EXERCISE REQUIREMENTS:
Set down the full data below exactly as given, please.

RECORDS TO USE:
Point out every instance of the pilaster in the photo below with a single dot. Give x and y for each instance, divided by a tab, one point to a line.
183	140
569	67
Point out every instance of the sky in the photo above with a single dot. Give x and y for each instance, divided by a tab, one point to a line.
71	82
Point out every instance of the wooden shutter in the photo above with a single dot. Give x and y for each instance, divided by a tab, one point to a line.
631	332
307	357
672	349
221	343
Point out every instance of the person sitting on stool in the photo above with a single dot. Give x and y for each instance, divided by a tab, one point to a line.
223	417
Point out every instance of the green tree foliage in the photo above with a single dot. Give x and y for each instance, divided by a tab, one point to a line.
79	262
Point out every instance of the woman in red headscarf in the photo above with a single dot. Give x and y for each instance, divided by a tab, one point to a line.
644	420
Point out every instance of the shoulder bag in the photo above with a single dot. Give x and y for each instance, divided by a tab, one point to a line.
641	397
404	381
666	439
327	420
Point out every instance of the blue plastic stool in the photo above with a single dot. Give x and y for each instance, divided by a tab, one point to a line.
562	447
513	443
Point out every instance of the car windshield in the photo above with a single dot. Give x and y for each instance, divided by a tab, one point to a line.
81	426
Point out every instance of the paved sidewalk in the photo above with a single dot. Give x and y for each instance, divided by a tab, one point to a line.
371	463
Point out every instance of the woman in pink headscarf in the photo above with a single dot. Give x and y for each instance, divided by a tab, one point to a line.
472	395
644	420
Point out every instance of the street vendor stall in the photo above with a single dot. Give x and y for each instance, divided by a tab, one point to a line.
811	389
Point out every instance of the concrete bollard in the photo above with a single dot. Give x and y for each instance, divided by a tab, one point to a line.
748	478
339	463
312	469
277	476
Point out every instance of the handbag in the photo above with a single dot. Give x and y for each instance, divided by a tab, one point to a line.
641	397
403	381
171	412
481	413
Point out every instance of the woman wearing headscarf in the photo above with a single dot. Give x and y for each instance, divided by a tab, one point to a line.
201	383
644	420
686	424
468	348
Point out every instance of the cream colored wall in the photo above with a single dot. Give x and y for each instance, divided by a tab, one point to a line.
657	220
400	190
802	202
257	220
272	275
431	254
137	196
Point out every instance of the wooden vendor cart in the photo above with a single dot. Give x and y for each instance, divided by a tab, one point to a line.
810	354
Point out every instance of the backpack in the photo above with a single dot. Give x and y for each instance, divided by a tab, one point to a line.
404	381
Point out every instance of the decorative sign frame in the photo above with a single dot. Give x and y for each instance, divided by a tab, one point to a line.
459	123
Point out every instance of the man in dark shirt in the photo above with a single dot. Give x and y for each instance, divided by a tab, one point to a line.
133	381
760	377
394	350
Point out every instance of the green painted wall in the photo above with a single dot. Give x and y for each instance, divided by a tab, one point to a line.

ANSWER TO THE PROBLEM:
Point out every instance of the pilaster in the photo below with a single dot. Give x and y for each instance, divided by a tab, one point to a line.
183	140
569	67
Point out every instance of the sky in the photo above with a single dot. Give x and y for each instance, divided by a tab, one point to a line.
71	82
Point out every instance of the wooden shutter in the photo above with a single dot. Give x and y for each instance, divided by a tab, one point to a line.
631	332
307	357
672	349
221	343
Point out every instance of the person sitting on stool in the photo above with a single dot. Give x and y for each instance, divided by a tab, one point to a line.
223	417
Point out every instance of the green tree foliage in the photo above with a single dot. Give x and y for each instance, divided by a tab, one point to a line.
79	262
Point out every instance of the woman in red headscarf in the photo above with a single dot. Give x and y for each instance, divided by a tab, one point to a line.
644	420
Point out every instance of the shoulder bag in the photo above with a single dot. Give x and y for each instance, divided by a tab, one point to a line.
641	397
404	381
666	439
327	420
Point out every instance of the blue plastic stool in the photo above with a single dot. Give x and y for each instance, divided by a tab, one point to a line.
562	447
513	443
Point out every instance of the car windshield in the photo above with a single dot. Give x and y for each instance, divided by a tab, one point to a line.
81	426
Point out every instance of the paved sidewalk in the photo above with a single dot. Give x and y for each instance, divided by a tab, one point to a line.
371	463
Point out every instance of the woman in pink headscarf in the photo above with a single dot. Give x and y for each instance, divided by a tab, one point to a line.
472	395
644	420
Point out every instance of the street vendor stall in the photo above with a single dot. Give x and y for each instance, divided by a tab, one point to a line.
811	389
Point out every instance of the concrete bollard in the photo above with a single dot. Give x and y for each instance, divided by a tab, one point to a line.
748	478
339	463
312	469
277	476
Point out every instance of the handbag in the photo above with a single dot. Give x and y for each instance, divided by a tab, one point to a line.
641	397
403	381
171	412
481	413
Point out every instance of the woman wearing headscarf in the photo above with a single dot. Give x and y for each instance, divided by a tab, one point to a line.
201	383
644	420
686	424
468	348
Point out every instance of the cream colored wall in the photo above with a single dot. Give x and y for each instance, divided by a tab, one point to a line.
657	220
400	190
802	202
257	220
272	275
431	254
137	196
Point out every instance of the wooden vendor cart in the photo above with a single dot. Give x and y for each instance, divided by a tab, one point to a line.
810	354
Point out every instance of the backpack in the photo above with a single dot. Give x and y for each instance, divided by a tab, one point to a line.
404	381
Point out every instance of the decorative sign frame in the photo above with a single dot. Give x and y for each instance, divided by a tab, one point to a line.
459	123
Point out every instance of the man in dark shirt in the photo above with a single dot. Give x and y for each instance, divided by a tab, one point to a line.
133	381
760	377
394	350
Point out every instance of the green painted wall in the photo above with a single dot. Give x and y for each instance, divided by a tab, one point to a line.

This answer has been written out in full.